Omit every picture, then give all the entries again exactly.

Pointing dataset excerpts
⁂

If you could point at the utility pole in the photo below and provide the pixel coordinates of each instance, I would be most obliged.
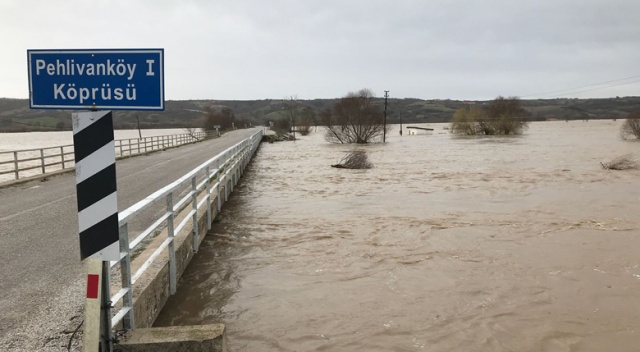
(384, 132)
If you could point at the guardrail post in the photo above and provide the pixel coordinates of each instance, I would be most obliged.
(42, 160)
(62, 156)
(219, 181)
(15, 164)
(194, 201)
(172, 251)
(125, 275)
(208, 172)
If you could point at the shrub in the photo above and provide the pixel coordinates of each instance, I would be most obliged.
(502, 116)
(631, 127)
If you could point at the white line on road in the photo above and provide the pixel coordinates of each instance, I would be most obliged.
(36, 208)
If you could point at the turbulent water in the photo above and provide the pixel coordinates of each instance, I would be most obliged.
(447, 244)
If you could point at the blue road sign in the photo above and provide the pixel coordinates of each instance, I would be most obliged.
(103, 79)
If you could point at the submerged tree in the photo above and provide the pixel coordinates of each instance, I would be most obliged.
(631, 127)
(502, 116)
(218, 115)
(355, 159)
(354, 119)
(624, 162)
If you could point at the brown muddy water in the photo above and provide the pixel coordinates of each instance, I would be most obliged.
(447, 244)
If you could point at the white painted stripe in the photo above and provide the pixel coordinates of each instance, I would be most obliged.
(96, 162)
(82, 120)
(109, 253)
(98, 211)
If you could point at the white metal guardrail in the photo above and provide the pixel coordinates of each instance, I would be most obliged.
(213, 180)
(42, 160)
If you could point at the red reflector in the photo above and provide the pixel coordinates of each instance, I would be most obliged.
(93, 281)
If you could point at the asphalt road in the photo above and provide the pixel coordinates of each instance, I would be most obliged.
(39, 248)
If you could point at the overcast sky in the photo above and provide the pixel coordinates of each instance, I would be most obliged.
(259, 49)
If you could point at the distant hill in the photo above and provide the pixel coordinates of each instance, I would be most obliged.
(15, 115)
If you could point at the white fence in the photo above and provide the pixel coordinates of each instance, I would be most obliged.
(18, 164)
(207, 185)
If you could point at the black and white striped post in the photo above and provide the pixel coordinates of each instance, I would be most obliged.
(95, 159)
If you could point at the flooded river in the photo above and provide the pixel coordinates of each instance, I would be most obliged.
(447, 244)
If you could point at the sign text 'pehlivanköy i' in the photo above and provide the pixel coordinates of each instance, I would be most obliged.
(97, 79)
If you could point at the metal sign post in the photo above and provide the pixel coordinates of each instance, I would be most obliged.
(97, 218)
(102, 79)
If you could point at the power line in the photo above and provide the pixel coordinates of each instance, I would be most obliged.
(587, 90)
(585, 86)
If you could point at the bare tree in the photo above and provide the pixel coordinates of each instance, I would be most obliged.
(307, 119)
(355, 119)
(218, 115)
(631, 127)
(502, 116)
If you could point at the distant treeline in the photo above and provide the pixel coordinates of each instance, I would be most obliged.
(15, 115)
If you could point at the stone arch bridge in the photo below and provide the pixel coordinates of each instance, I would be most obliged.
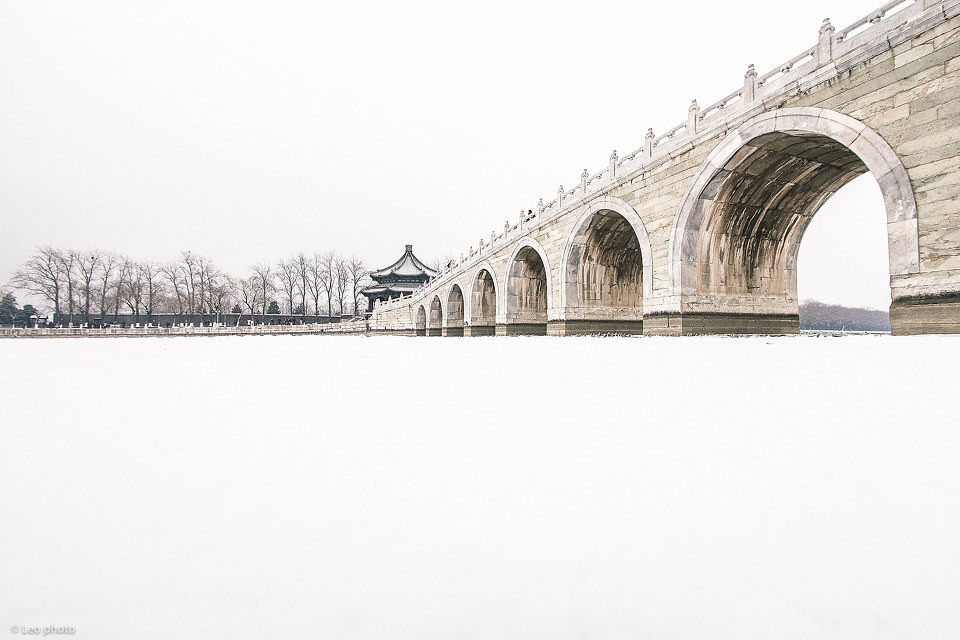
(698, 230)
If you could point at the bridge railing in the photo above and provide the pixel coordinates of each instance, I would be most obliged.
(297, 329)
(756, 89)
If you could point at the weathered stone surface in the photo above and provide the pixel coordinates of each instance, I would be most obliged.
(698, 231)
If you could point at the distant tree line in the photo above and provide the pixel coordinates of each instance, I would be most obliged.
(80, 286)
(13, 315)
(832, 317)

⁂

__The output__.
If you could point at the utility pole in the photo below and provide the pixel coordinates of each instance, I would be most obliged.
(384, 132)
If you could point at the guardrail post in the photo above and provide the pixel coordinates of each instance, I would be most obliged.
(42, 160)
(62, 156)
(219, 181)
(15, 164)
(194, 201)
(172, 251)
(125, 275)
(208, 172)
If you could point at the shrub in the photo above and provide the pixel coordinates of each instance, I would be most obliged.
(502, 116)
(631, 127)
If you could point at the white line on road in the photo above and provide the pixel coordinates of each instance, I would be most obliged.
(36, 208)
If you could point at the turbulent water in the photo above and provide the pixel coordinates of each instance, I would be most obliged.
(447, 244)
If you could point at the blue road sign in the photo above and provide the pixel coordinates of each instance, I would be most obliged.
(103, 79)
If you could point at the submerged tree in the photo above and provide the pixel coordinates of each instance, I would be most obliged.
(631, 127)
(502, 116)
(218, 115)
(355, 159)
(354, 119)
(624, 162)
If you could point at the brown muddy water in the photo above and provide the pixel coordinates of each instance, I would be most obliged.
(447, 244)
If you could point at the white painted stripe in the photo above and provide the pixel coordinates of each instance, I would be most obliged.
(96, 162)
(82, 120)
(109, 253)
(98, 211)
If you could point at the white metal guardrail in the photo above and provide the pixel coordinates of each instance, I would be most obliged.
(213, 180)
(42, 160)
If you could point at the red reflector in the photo above and provide the pixel coordinates of each instance, I would be most obliged.
(93, 281)
If you could point at the asphalt road in the photo above and provide the pixel coordinates of each instance, I would be most obliged.
(39, 248)
If you could point at the overcast sky in the photo above and provide the pixel coordinates of each instance, I would be most obliged.
(259, 49)
If you could point at the distant hill in the photo above and provide the pixel coordinates of each instance, I would be most obliged.
(15, 115)
If you could point at the white fence in the photo above and provide the pixel coordinates of each instance, I would be most obliged.
(18, 164)
(207, 185)
If you could point at the black and white striped post in the photo above and provide the pixel coordinates of each instance, I would be most obliged.
(95, 159)
If you could point at the flooded river in the photo above and provide the pixel coordinates of each instance, I would be most obliged.
(447, 244)
If you could point at the sign text 'pehlivanköy i' in the photo above and provide the pixel coordinates of each instance, I would be most obliged.
(97, 79)
If you could point at the metal sign post in the photo above and provide the pixel coordinates of each instance, I would be most obliged.
(97, 218)
(102, 79)
If you could point at the power line in the photo above and provide the pixel coordinates of each instance, I would be most obliged.
(587, 90)
(585, 86)
If you could point at the bare tree in the photo above and provide the pixel coordinates of each instance, I would be most obliged.
(307, 119)
(355, 119)
(218, 115)
(631, 127)
(502, 116)
If you could point at the distant treeline in the photo above and provide the pixel coordinates of each instance, I would be most obliged.
(15, 115)
If you could point at the stone arch bridge in the photo below and provide the pixel coordinates of each instance, I would be most obliged.
(698, 230)
If you could point at the bridge railing in the photo above and provide the pixel coordinates of each instance, I would be most obliged.
(297, 329)
(756, 89)
If you could point at the weathered stone surface in the photo above and provide the pixel coordinates of each instance, I would be most obliged.
(698, 231)
If you could point at the distant tree line in the photo above and provide the pixel coordinates of each instance, I would be most obliged.
(80, 286)
(13, 315)
(832, 317)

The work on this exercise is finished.